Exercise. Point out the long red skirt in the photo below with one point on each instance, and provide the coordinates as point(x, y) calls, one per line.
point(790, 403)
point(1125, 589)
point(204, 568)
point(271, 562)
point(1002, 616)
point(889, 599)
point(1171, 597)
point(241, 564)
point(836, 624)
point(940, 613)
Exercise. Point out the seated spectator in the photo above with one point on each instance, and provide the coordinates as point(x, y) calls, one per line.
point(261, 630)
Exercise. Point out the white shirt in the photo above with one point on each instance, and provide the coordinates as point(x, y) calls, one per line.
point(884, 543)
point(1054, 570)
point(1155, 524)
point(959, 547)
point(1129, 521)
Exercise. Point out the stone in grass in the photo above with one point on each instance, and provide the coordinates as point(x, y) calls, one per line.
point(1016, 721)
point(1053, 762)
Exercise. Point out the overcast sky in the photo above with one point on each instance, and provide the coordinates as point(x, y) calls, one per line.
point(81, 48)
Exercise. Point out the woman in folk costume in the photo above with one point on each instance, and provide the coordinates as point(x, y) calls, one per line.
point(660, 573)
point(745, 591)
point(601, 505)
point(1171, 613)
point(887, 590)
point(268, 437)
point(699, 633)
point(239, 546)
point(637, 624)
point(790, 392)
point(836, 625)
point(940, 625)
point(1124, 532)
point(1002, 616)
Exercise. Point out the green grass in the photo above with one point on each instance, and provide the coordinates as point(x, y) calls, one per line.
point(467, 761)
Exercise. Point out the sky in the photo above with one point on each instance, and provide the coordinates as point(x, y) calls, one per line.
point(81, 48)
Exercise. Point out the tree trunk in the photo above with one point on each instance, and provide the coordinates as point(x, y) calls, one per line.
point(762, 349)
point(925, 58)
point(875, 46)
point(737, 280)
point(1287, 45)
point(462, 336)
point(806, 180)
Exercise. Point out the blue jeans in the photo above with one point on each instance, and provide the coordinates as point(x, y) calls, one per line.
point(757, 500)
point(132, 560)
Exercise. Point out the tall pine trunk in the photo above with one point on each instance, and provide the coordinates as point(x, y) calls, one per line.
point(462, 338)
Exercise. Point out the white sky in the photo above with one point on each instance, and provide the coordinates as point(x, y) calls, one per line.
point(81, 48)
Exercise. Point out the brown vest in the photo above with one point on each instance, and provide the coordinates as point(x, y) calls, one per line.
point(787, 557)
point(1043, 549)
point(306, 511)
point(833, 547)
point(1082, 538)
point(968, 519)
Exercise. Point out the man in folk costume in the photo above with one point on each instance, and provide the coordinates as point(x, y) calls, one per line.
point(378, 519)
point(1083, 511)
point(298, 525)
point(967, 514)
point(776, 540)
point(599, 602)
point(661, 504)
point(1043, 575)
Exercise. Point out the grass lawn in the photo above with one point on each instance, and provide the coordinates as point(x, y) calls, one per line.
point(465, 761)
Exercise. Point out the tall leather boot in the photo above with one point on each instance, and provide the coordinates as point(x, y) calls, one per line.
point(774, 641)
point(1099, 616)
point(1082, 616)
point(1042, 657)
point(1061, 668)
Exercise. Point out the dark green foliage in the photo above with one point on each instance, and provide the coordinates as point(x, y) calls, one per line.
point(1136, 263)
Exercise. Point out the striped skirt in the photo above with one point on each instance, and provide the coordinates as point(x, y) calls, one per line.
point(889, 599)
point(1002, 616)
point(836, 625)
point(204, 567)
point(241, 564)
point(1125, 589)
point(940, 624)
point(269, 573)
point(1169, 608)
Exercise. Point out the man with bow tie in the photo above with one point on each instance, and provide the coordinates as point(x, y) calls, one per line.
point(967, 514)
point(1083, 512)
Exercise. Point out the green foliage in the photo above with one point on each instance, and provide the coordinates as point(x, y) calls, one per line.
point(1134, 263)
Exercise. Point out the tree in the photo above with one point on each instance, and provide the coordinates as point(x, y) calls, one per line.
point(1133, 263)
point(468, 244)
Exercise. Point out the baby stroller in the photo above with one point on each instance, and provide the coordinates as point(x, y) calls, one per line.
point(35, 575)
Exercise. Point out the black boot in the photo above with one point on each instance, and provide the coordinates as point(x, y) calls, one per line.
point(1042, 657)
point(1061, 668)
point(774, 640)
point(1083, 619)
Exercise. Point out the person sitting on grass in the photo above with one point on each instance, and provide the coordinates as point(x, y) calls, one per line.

* * * * * * * * *

> **WHAT YOU SHOULD DO**
Copy out every one of the rows above again, word for word, changing nothing.

> **WRITTEN ANSWER**
Exercise. Point out the long red skirt in the photo below with one point on each instance, and provide the coordinates as point(x, y) calls, one per line.
point(790, 403)
point(1125, 589)
point(204, 568)
point(271, 562)
point(1002, 616)
point(889, 599)
point(1171, 597)
point(241, 564)
point(836, 624)
point(940, 613)
Exercise. Point out the seated spectator in the photo above with one point on each instance, and provide the coordinates as point(x, y) calls, one per line.
point(261, 630)
Exercise. Point out the white shirt in the photo above with one point on each instance, and provide the coordinates as point(x, y) calls, one per line.
point(884, 543)
point(1054, 570)
point(1155, 524)
point(959, 547)
point(1129, 521)
Exercise. Point out the stone in grass in the photo above with one point on each instance, and provide the coordinates as point(x, y) calls, one per line.
point(1016, 721)
point(1053, 762)
Exercise. Point out the overcast sky in the photo above with one point on each instance, and provide the coordinates as point(x, y) calls, one per line.
point(81, 48)
Exercise. Point out the woman in folk costume in the photo above with one point on each instance, and provide the coordinates as point(x, y) calls, one per line.
point(660, 573)
point(745, 591)
point(601, 505)
point(1171, 613)
point(887, 590)
point(268, 437)
point(699, 633)
point(239, 546)
point(637, 624)
point(790, 392)
point(836, 625)
point(940, 625)
point(1124, 532)
point(1002, 616)
Exercise. Point out the green grass in the photo above with one point on each instance, and provide the coordinates as point(x, y) calls, one per line.
point(467, 761)
Exercise. Point out the sky in the photo above with one point on each instance, and provide the coordinates as point(x, y) calls, one per line.
point(81, 48)
Exercise. Point out the tree trunk in the photo above with one point on each instance, and provide the coordinates as point(x, y) calls, one per line.
point(762, 349)
point(925, 58)
point(875, 46)
point(737, 280)
point(1287, 45)
point(462, 336)
point(806, 180)
Exercise. Point out the blue jeans in the photo above with one point on each instance, and provide the coordinates as point(x, y) calls, one per line.
point(757, 500)
point(132, 560)
Exercise. Point out the tall pine trunk in the photo above with one point on each instance, and provide the coordinates as point(x, y) calls, one per line.
point(462, 338)
Exercise. Point out the white sky in the photo above with one point on each instance, and provide the coordinates as point(x, y) calls, one per line.
point(81, 48)
Exercise. Point out the brown vest in the photo above with one point on each instance, and provide the coordinates as point(x, y) calls, one per line.
point(787, 557)
point(1043, 549)
point(306, 511)
point(833, 547)
point(1082, 538)
point(968, 519)
Exercise. Point out the man in folk costume in the photo above with one point on each instance, and provide the coordinates as point(x, y) calls, one per line.
point(378, 519)
point(1083, 511)
point(298, 525)
point(967, 514)
point(776, 540)
point(599, 602)
point(661, 504)
point(1043, 575)
Exercise. Point out the grass lawn in the photo above with one point on each instance, and provide the coordinates as point(x, y) calls, one per line.
point(465, 761)
Exercise. Point out the tall leather boot in the photo above with one point on each instance, and provide the coordinates as point(x, y) calls, one per line.
point(774, 641)
point(1099, 616)
point(1082, 616)
point(1042, 657)
point(1061, 668)
Exercise. Point out the dark green foliage in the photo above with one point on each instance, and provide the coordinates as point(x, y) calls, one per line.
point(1136, 263)
Exercise. Point out the striped skirt in the photo above with one point on each instance, and provide the coordinates as point(x, y) calls, one per line.
point(889, 599)
point(1002, 616)
point(836, 625)
point(204, 567)
point(241, 564)
point(1125, 589)
point(940, 624)
point(269, 573)
point(1169, 608)
Exercise. Point out the man with bow tie in the photo above with one point on each instance, and provide the coordinates as point(x, y) calls, one per line.
point(967, 514)
point(1083, 512)
Exercise. Point out the green foliage in the photo above with one point on each instance, and provide the coordinates as point(x, y) calls, one per line.
point(1134, 263)
Exercise. Point out the tree in the photo above with one point on each instance, and provide the coordinates as point(x, y) calls, one per line.
point(1133, 263)
point(468, 244)
Exercise. Point out the baby stroller in the photo above with one point on each instance, and provide the coordinates as point(x, y) calls, one per line.
point(35, 575)
Exercise. Point out the black boot in the photo above with one point on each instance, and provide the coordinates as point(x, y) calls, one per line.
point(1042, 657)
point(1061, 668)
point(774, 640)
point(1083, 619)
Exercise. Point out the person sitting on grass in the photo above with one point on each instance, and provide the coordinates as point(x, y) calls, one per line.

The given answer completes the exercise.